TASKS TO CARRY OUT:
1. In the text on weird state traditions, why does the writer call it a good thing that residents gather for these unusual festivities? Answer in one to three sentences.
2. Write a continuation of the text on weird state traditions that picks up after its final sentence.

SUPPLIED TEXT:
--- --- ---

Each American state carries a personality all its own, a set of characteristics that sets it apart from every other member of the union. As with any personality, there are oddities and quirks that come along with it, which may explain some of the weirdest state traditions. Every state boasts at least one custom or practice people from other states simply shake their heads at in confusion and wonder. Bizarre state laws and outrageous food laws ensure a state's peculiarities get official notice, but strange state traditions ensure said peculiarities are celebrated.
In most cases, the tradition in question connects to the state in some way. In others, finding a link between the custom and the state is much more difficult. Nevertheless, residents come together to take part in these unusual festivities and celebrate the quirkiness that makes their state unique. In this day and age of divisiveness and division, communities gathering together is a good thing indeed - even if the reasons for such gatherings are a little odd.
Nederland celebrates a bizarre annual tradition that sounds both unsettling and fun. Frozen Dead Guy Days is essentially a race in which teams each carry a coffin with a live person inside through a snowy obstacle course. There's also live music, a salmon toss, and a festive parade of hearses, all done in honor of a very famous frozen dead guy, Bredo Morstoel.
Chicago is just one city that takes part in the No Pants Subway Ride, an annual event spearheaded by the New York-based group Improv Everywhere. It's just what it sounds like: people ride the city's subways wearing no pants, typically going about their business as usual and raising quite a few eyebrows in the process.
The tiny Ozark town of Olean holds an annual daylong party for those most underappreciated foodstuffs, animal testicles. Cattle and turkey parts are cooked up, as well as many other dishes, and a carnival accompanies the celebration.
Austin celebrates the birthday of Eeyore, Winnie the Pooh's depressed friend, every year. The free daylong event includes costume contests, live music, drum circles, and maypoles.
Every night on the last day of classes at the University of Vermont in Burlington, students shed their clothes and ride their bikes through the city. The annual event began in 1996, and live-and-let-live Vermonters don't seem to mind.

--- --- ---

EXTRACTED RECORDS:
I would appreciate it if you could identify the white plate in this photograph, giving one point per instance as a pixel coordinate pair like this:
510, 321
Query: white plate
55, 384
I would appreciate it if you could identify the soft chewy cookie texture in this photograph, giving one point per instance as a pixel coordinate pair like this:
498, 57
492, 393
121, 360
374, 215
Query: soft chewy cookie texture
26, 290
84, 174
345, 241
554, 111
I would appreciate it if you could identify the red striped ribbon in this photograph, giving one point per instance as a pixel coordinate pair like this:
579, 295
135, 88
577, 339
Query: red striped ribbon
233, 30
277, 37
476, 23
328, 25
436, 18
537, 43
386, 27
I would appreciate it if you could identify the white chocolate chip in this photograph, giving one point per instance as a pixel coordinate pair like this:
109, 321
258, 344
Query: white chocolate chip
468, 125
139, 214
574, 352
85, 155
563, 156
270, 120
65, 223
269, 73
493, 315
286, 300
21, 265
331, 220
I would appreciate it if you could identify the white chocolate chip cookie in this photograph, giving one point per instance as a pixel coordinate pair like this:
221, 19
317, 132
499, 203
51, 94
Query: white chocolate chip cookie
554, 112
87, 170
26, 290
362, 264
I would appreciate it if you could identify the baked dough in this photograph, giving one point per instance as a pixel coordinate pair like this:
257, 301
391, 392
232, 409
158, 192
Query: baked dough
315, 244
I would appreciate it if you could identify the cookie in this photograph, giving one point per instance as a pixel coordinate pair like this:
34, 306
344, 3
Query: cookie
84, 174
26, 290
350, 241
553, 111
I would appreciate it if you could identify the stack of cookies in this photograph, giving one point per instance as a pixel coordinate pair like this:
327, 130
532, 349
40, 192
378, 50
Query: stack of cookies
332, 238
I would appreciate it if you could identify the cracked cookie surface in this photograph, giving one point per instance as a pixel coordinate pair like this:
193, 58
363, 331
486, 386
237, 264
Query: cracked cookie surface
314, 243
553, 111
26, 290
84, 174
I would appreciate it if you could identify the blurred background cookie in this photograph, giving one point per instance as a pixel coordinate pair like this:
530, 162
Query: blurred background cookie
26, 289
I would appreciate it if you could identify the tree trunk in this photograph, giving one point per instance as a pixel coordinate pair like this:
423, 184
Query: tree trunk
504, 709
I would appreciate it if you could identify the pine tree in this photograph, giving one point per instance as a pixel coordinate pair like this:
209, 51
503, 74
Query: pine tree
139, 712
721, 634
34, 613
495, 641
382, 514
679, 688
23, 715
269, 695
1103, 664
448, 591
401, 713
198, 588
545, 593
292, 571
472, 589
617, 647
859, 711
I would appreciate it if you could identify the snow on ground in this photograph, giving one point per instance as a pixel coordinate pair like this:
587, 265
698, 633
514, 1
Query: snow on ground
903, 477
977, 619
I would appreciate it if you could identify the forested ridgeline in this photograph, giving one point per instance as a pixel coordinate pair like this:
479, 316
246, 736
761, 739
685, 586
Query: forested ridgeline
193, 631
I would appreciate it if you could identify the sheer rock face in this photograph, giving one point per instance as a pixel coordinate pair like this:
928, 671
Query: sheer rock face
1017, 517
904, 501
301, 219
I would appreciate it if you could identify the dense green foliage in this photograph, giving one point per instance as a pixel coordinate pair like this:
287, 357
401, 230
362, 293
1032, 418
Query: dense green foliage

--- --- ---

THE RESPONSES:
1. The writer ties it to the present day. In an age of divisiveness and division, communities coming together is a good thing, even when the reasons for gathering are a little odd.

2.
Marlington's annual Roadkill Cookoff has drawn the attention of the world. One day each fall, the town's cooks compete to see who can make the tastiest dish from, you guessed it, roadkill. Deer, squirrel, rabbit - if you hit it with your car, it's on the menu.
At Chadron's yearly Fur Trade Days event, locals come together to celebrate their little corner of the state. One of the highlights of Fur Trade Days, however, has got to be the Buffalo Chip Throw, in which entrants compete to see how far they can throw bison poo.
Who doesn't love mashed potatoes? The city of Clark took their love to a whole new level when they started their annual Mashed Potato Wrestling Contest in 1997. As part of Clark's Potato Days, contestants duke it out in a vat of smashed spuds.
In Seattle, there is a piece of experimental art that is both repellant and fascinating. Residents and visitors alike come to the Gum Wall, which is located next to the Pike Place Market, and add their "contribution" to its icky appeal.
No, it's not a contest to toss someone sporting a mullet. The community of Perdido Key gets together every year to hold a festival in which contestants try to throw a mullet fish from Florida into Alabama.
The butter sculptures of the Iowa State Fair have become so famous they've eclipsed the abundance of other activities and exhibits on display at the annual event. But, oh, what a delightfully strange tradition they are: master carvers from all over the world enter massive sculptures of everything from cows to Harry Potter.
The first weekend in September, Santa Fe residents engage in the burning of Zozobra, a 50-foot-tall statue originally designed by local artist Will Shuster. The ritual symbolizes the burning of bad energy and the emergence of positivity.
In the early 1950s, a fraudster scammed Wetumka by tricking the townspeople into giving him their money in exchange for a circus coming to town. Of course, no circus materialized, but the good people of Wetumka refused to wallow in misery: they celebrated. To this day, they hold an annual Sucker Day Festival to keep turning those age-old lemons into lemonade.
UFOs don't just supposedly land in the deserts of New Mexico. New Hampshire has quite a few UFO-centric cases, including that of Barney and Betty Hill, a couple who claimed to have been abducted by aliens in the 1960s. Exeter honors the state's unusual ties to UFO culture with a festival every September.
The city of Chandler, a place with a history of ostrich farms, holds an annual Ostrich Festival each spring, drawing hundreds of thousands of attendees. Part of the festivities involves racing live ostriches around a track.
The Delaware Museum of Natural History in Wilmington offers museum-goers an exceedingly weird and disturbing way to glimpse the natural habitat and processes of the dung beetle. They've displayed a giant ball of (fake) dung beetle poo, complete with hand-size holes, and museum-goers dare one another to stick their fingers inside.
Columbus's Doo Dah Parade is a raucous tribute to the freedom of speech. Entrants dress up however they want as a form of self-expression, and they share their opinions openly and entertainingly on any issue about which they feel passionate.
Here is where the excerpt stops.